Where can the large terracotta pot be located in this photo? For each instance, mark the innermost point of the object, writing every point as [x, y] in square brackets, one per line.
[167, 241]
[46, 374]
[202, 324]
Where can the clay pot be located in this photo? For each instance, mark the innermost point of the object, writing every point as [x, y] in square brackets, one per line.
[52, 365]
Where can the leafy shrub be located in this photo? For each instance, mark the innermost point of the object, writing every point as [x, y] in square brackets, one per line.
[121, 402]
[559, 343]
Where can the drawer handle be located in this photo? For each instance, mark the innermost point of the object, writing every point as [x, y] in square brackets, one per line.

******************************

▶ The problem
Every line above should be retyped exactly as given.

▶ Response to this exercise
Where can the large terracotta pot be located in this photo? For each instance, mark the innermost point of the object, writing every point as [x, y] in square brackets, one per line.
[167, 241]
[46, 374]
[202, 324]
Where can the clay pot be located in this photo? For each instance, mark the innermost point of the object, writing every point as [x, y] in square brackets, one per line.
[52, 365]
Where can the leafy shrub be located in this photo? For each instance, mark the innermost point of the object, writing every point as [x, y] in square brackets, one per line.
[121, 402]
[559, 343]
Where can the drawer handle be located in this photo? For each instance, mark the innermost point of the object, writing every point as [x, y] in square brackets, one per line.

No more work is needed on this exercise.